AUSGANGSTEXT ->
·····
Wer von der anderen Straßenseite her zur Haltestelle läuft, der sollte eigentlich den Fußgängerüberweg nehmen. Dieser ist allerdings ein paar hundert Meter entfernt in Richtung Innenstadt. „Vielleicht sollte der Überweg verlegt werden, zur Haltestelle“, schlägt ein Mann vor.

Phillip Hölderich vom Karlsruher Büro Planersocietät notiert alle Anregungen der Bürger. Das Büro begleitet den Fußverkehrs-Check in der Murrstadt, der vom Land bezahlt wird und die Interessen von Fußgängern in den Blick nehmen soll.

Bürger debattieren über fast jeden Bordstein

Der gut eineinhalb Kilometer lange Spaziergang der Bürger führt über die Lichtensteinstraße und durch den Rötlensweg, vorbei an einer Schule, später über die Schöntaler Straße und zum Aspacher Tor, schließlich durch die Friedrich- und die Gerberstraße, über die Aspacher Straße und in die Grabenstraße. Die Gruppe ist gut zwei Stunden unterwegs, während dessen wird über fast jeden Bordstein debattiert.

Die Fußgänger sind eben Experten in eigener Sache. Sie kennen die Schwachstellen der Fußwege in ihrer Stadt. Sie sollen aufmerksam machen auf Missstände und konstruktive Verbesserungsvorschläge unterbreiten. Und das tun sie auch alle paar Minuten. Ein Mann sagt, in der Aspacher Straße seien viele Autofahrer zu schnell unterwegs. Er regt an, die Tempo-30-Zone zu erweitern, sowie die Geschwindigkeit der Wagen, die an der Schule vorbeifahren, viel öfter zu kontrollieren.

Ein paar Schritte weiter: schon der nächste Tipp, diesmal kommt er von einer Dame. Die Büsche am Straßenrand seien doch viel zu hoch, ein Autofahrer könne beim Abbiegen unmöglich einen Grundschüler sehen. Sie bittet darum, das Grünzeug regelmäßig zu stutzen.
·····
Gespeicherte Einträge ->
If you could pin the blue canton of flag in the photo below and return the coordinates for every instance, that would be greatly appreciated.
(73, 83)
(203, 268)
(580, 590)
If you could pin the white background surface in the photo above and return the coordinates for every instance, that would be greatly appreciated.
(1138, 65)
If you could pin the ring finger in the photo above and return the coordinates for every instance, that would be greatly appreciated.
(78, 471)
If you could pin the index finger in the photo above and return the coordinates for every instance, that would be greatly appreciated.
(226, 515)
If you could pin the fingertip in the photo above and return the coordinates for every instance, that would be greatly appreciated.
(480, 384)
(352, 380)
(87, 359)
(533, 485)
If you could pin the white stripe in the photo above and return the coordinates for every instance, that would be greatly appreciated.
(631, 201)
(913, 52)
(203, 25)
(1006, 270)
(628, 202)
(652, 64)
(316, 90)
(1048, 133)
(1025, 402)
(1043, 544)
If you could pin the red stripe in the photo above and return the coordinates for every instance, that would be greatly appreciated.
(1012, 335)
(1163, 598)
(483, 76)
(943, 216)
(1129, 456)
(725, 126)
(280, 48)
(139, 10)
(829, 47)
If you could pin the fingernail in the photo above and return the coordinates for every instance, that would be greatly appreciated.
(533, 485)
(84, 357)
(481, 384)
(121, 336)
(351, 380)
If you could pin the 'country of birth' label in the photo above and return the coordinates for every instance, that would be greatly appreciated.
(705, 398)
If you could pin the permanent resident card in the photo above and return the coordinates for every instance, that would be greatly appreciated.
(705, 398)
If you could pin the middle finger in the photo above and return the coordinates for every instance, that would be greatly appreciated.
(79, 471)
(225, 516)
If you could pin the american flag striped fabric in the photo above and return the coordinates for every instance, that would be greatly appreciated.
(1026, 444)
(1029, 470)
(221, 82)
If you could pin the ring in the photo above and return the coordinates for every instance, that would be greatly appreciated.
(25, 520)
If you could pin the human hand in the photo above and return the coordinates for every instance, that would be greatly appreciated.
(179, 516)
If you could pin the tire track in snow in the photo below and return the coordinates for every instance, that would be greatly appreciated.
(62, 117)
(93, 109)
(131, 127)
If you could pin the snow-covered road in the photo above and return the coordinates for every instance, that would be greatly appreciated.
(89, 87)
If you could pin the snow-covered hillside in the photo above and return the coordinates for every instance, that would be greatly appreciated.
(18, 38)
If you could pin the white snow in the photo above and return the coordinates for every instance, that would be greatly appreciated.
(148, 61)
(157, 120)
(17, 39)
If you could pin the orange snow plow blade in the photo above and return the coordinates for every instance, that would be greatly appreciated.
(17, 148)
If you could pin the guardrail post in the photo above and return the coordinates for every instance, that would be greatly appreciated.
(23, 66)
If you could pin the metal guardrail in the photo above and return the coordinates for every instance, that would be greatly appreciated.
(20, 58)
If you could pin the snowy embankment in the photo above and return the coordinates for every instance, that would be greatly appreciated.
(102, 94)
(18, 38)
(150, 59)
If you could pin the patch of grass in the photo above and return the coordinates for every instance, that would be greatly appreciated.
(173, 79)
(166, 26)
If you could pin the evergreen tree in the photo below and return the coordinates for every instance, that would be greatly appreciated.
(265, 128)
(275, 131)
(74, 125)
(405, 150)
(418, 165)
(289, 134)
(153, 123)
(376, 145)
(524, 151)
·····
ZU LÖSENDE AUFGABE -> Wer bezahlt laut dem Ausgangstext den Fußverkehrs-Check in der Murrstadt?

ERGEBNIS DER ÜBUNG -> Der Fußverkehrs-Check wird vom Land bezahlt.